**WHAT NEEDS TO BE DONE:** All of the listing should be output exactly, apart from the pictures.

**INPUT MATERIAL:**

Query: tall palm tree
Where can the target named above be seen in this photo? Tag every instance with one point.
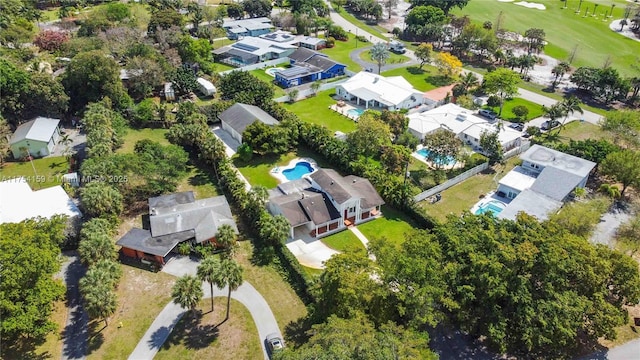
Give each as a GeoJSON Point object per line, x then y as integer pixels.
{"type": "Point", "coordinates": [207, 271]}
{"type": "Point", "coordinates": [229, 274]}
{"type": "Point", "coordinates": [379, 53]}
{"type": "Point", "coordinates": [226, 238]}
{"type": "Point", "coordinates": [569, 105]}
{"type": "Point", "coordinates": [187, 292]}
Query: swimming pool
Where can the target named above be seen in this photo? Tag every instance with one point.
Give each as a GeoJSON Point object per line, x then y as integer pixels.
{"type": "Point", "coordinates": [355, 112]}
{"type": "Point", "coordinates": [273, 71]}
{"type": "Point", "coordinates": [296, 172]}
{"type": "Point", "coordinates": [494, 207]}
{"type": "Point", "coordinates": [448, 160]}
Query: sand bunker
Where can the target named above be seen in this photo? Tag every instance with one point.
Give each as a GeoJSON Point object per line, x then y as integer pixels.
{"type": "Point", "coordinates": [531, 5]}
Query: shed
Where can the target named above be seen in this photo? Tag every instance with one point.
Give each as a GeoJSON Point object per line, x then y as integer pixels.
{"type": "Point", "coordinates": [206, 87]}
{"type": "Point", "coordinates": [37, 137]}
{"type": "Point", "coordinates": [239, 116]}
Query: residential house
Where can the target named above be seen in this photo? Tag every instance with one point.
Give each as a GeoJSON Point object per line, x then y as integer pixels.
{"type": "Point", "coordinates": [19, 202]}
{"type": "Point", "coordinates": [308, 66]}
{"type": "Point", "coordinates": [325, 202]}
{"type": "Point", "coordinates": [544, 181]}
{"type": "Point", "coordinates": [467, 126]}
{"type": "Point", "coordinates": [253, 50]}
{"type": "Point", "coordinates": [375, 91]}
{"type": "Point", "coordinates": [37, 138]}
{"type": "Point", "coordinates": [237, 29]}
{"type": "Point", "coordinates": [239, 116]}
{"type": "Point", "coordinates": [174, 219]}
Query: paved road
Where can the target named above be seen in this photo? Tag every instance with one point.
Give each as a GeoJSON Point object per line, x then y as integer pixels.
{"type": "Point", "coordinates": [164, 323]}
{"type": "Point", "coordinates": [75, 333]}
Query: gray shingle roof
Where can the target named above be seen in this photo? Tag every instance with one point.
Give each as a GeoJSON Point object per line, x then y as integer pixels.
{"type": "Point", "coordinates": [38, 129]}
{"type": "Point", "coordinates": [240, 116]}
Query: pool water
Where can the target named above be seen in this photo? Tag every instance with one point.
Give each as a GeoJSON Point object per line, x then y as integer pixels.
{"type": "Point", "coordinates": [273, 71]}
{"type": "Point", "coordinates": [493, 207]}
{"type": "Point", "coordinates": [355, 112]}
{"type": "Point", "coordinates": [446, 161]}
{"type": "Point", "coordinates": [295, 173]}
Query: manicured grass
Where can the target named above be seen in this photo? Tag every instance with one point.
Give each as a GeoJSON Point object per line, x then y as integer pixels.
{"type": "Point", "coordinates": [207, 336]}
{"type": "Point", "coordinates": [260, 74]}
{"type": "Point", "coordinates": [393, 58]}
{"type": "Point", "coordinates": [344, 241]}
{"type": "Point", "coordinates": [391, 226]}
{"type": "Point", "coordinates": [340, 52]}
{"type": "Point", "coordinates": [258, 170]}
{"type": "Point", "coordinates": [425, 79]}
{"type": "Point", "coordinates": [535, 110]}
{"type": "Point", "coordinates": [316, 110]}
{"type": "Point", "coordinates": [462, 196]}
{"type": "Point", "coordinates": [134, 135]}
{"type": "Point", "coordinates": [141, 297]}
{"type": "Point", "coordinates": [48, 171]}
{"type": "Point", "coordinates": [564, 29]}
{"type": "Point", "coordinates": [282, 299]}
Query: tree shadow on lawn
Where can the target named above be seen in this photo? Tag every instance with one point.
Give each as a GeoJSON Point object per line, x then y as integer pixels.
{"type": "Point", "coordinates": [192, 332]}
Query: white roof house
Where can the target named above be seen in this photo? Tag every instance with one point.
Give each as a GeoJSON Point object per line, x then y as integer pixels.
{"type": "Point", "coordinates": [37, 137]}
{"type": "Point", "coordinates": [462, 122]}
{"type": "Point", "coordinates": [372, 90]}
{"type": "Point", "coordinates": [206, 87]}
{"type": "Point", "coordinates": [18, 202]}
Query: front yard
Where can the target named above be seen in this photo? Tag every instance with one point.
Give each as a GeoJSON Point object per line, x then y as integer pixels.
{"type": "Point", "coordinates": [316, 110]}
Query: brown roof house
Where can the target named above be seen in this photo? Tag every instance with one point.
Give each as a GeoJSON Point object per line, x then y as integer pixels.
{"type": "Point", "coordinates": [174, 219]}
{"type": "Point", "coordinates": [325, 202]}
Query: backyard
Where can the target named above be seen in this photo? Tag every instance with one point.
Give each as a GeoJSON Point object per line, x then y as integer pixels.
{"type": "Point", "coordinates": [566, 30]}
{"type": "Point", "coordinates": [316, 110]}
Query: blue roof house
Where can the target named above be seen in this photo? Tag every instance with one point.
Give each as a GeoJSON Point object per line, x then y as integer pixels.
{"type": "Point", "coordinates": [308, 66]}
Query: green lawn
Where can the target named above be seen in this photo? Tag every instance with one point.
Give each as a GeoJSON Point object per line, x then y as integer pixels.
{"type": "Point", "coordinates": [425, 79]}
{"type": "Point", "coordinates": [464, 195]}
{"type": "Point", "coordinates": [134, 135]}
{"type": "Point", "coordinates": [260, 74]}
{"type": "Point", "coordinates": [344, 241]}
{"type": "Point", "coordinates": [392, 226]}
{"type": "Point", "coordinates": [258, 170]}
{"type": "Point", "coordinates": [535, 110]}
{"type": "Point", "coordinates": [208, 336]}
{"type": "Point", "coordinates": [393, 58]}
{"type": "Point", "coordinates": [316, 110]}
{"type": "Point", "coordinates": [340, 52]}
{"type": "Point", "coordinates": [48, 171]}
{"type": "Point", "coordinates": [565, 29]}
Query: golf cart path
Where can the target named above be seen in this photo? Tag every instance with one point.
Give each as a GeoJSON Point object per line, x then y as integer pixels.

**RESULT FOR THIS EXERCISE:**
Query: tall palm tree
Where can the target named above be seen in this photo? Tag every instance with one point.
Give each as a GeoJSON Point object per line, x then y as integer pixels.
{"type": "Point", "coordinates": [207, 271]}
{"type": "Point", "coordinates": [229, 274]}
{"type": "Point", "coordinates": [379, 53]}
{"type": "Point", "coordinates": [226, 238]}
{"type": "Point", "coordinates": [569, 105]}
{"type": "Point", "coordinates": [187, 292]}
Query: swimming pool
Where can the target named above be seen in this photo? Tag every instance with one point.
Give each as a GeoJSON Point object per line, x then y as integer pixels.
{"type": "Point", "coordinates": [355, 112]}
{"type": "Point", "coordinates": [273, 71]}
{"type": "Point", "coordinates": [296, 172]}
{"type": "Point", "coordinates": [494, 207]}
{"type": "Point", "coordinates": [448, 160]}
Query: sand bunker
Where can the target named above be seen in this photo? Tag every instance with one point.
Give each as a GeoJSON Point object per line, x then y as integer pixels.
{"type": "Point", "coordinates": [531, 5]}
Query: shed
Where can the target named above be seen in this photo? Tag every instance with one point.
Give each as a GeoJSON Point object per line, x then y as integer pixels.
{"type": "Point", "coordinates": [206, 87]}
{"type": "Point", "coordinates": [37, 137]}
{"type": "Point", "coordinates": [239, 116]}
Query: residential house
Where can the target named above be seen in this photo? Tag every instance with one point.
Give each as a GeoJSON Point object per line, x then y as integer pixels.
{"type": "Point", "coordinates": [19, 202]}
{"type": "Point", "coordinates": [308, 66]}
{"type": "Point", "coordinates": [325, 202]}
{"type": "Point", "coordinates": [544, 181]}
{"type": "Point", "coordinates": [467, 126]}
{"type": "Point", "coordinates": [253, 50]}
{"type": "Point", "coordinates": [375, 91]}
{"type": "Point", "coordinates": [37, 138]}
{"type": "Point", "coordinates": [237, 29]}
{"type": "Point", "coordinates": [239, 116]}
{"type": "Point", "coordinates": [174, 219]}
Query: paved road
Where can the target named above be seen in this photo? Tag every instance with one point.
Give each as a GeoJSON Point object per line, x then y as integer pixels.
{"type": "Point", "coordinates": [164, 323]}
{"type": "Point", "coordinates": [75, 333]}
Query: gray shingle roof
Where can the target named above be seen in this photo? Tag every instance with one point.
Give each as a GeoJSON Point object per line, x then y as integer pixels.
{"type": "Point", "coordinates": [38, 129]}
{"type": "Point", "coordinates": [240, 116]}
Query: pool water
Where can the target named above be seen in this photo? Tag every instance with one point.
Give each as a GeoJSON Point object per line, x then y as integer pixels.
{"type": "Point", "coordinates": [273, 71]}
{"type": "Point", "coordinates": [493, 207]}
{"type": "Point", "coordinates": [355, 112]}
{"type": "Point", "coordinates": [446, 161]}
{"type": "Point", "coordinates": [295, 173]}
Query: manicured grass
Where can the target named above be seen in this photo? Tag every instance with one point.
Give each as a GeoJSON Point object per line, x then y as integer pixels.
{"type": "Point", "coordinates": [207, 336]}
{"type": "Point", "coordinates": [260, 74]}
{"type": "Point", "coordinates": [393, 58]}
{"type": "Point", "coordinates": [344, 241]}
{"type": "Point", "coordinates": [391, 226]}
{"type": "Point", "coordinates": [340, 52]}
{"type": "Point", "coordinates": [258, 170]}
{"type": "Point", "coordinates": [425, 79]}
{"type": "Point", "coordinates": [535, 110]}
{"type": "Point", "coordinates": [316, 110]}
{"type": "Point", "coordinates": [462, 196]}
{"type": "Point", "coordinates": [134, 135]}
{"type": "Point", "coordinates": [141, 297]}
{"type": "Point", "coordinates": [48, 171]}
{"type": "Point", "coordinates": [564, 29]}
{"type": "Point", "coordinates": [282, 299]}
Query: tree shadow on lawn
Where can the target named above be seen in this photo? Tag every instance with one point.
Give each as a GeoJSON Point object per line, x then y as integer pixels.
{"type": "Point", "coordinates": [192, 332]}
Query: white roof house
Where can the target named above be seen in this photo? Tag every instance with one point.
Give each as a GeoJSON Point object per line, x then y as integer pixels.
{"type": "Point", "coordinates": [37, 137]}
{"type": "Point", "coordinates": [462, 122]}
{"type": "Point", "coordinates": [372, 90]}
{"type": "Point", "coordinates": [206, 87]}
{"type": "Point", "coordinates": [18, 202]}
Query: front yard
Where can the target named above be seen in this photo? Tag every instance with one point.
Give each as a GeoJSON Point object per line, x then y as integer pixels.
{"type": "Point", "coordinates": [316, 110]}
Query: brown roof house
Where can the target named above be seen in this photo? Tag every instance with one point.
Give each as a GeoJSON Point object per line, x then y as integer pixels.
{"type": "Point", "coordinates": [174, 219]}
{"type": "Point", "coordinates": [325, 202]}
Query: backyard
Where can the target named above be seen in this photo? Tag every instance with one point.
Give each as a GeoJSON Point object per line, x then y as integer pixels.
{"type": "Point", "coordinates": [566, 30]}
{"type": "Point", "coordinates": [316, 110]}
Query: blue roof house
Where can the target named above be seen in this photo? Tag every instance with one point.
Give each as a GeoJSON Point object per line, x then y as integer pixels.
{"type": "Point", "coordinates": [308, 66]}
Query: green lawn
Where can the target named above be seen in this photo? Tag every instance with one point.
Give each as a GeoJSON Point object per line, x then y as integer pixels.
{"type": "Point", "coordinates": [425, 79]}
{"type": "Point", "coordinates": [464, 195]}
{"type": "Point", "coordinates": [134, 135]}
{"type": "Point", "coordinates": [260, 74]}
{"type": "Point", "coordinates": [344, 241]}
{"type": "Point", "coordinates": [392, 226]}
{"type": "Point", "coordinates": [258, 170]}
{"type": "Point", "coordinates": [535, 110]}
{"type": "Point", "coordinates": [208, 336]}
{"type": "Point", "coordinates": [393, 58]}
{"type": "Point", "coordinates": [316, 110]}
{"type": "Point", "coordinates": [340, 52]}
{"type": "Point", "coordinates": [48, 171]}
{"type": "Point", "coordinates": [565, 29]}
Query: golf cart path
Where can the target named above be seen in this photo? Tag every instance with one point.
Give each as a GeoJSON Point object per line, x then y as integer pixels.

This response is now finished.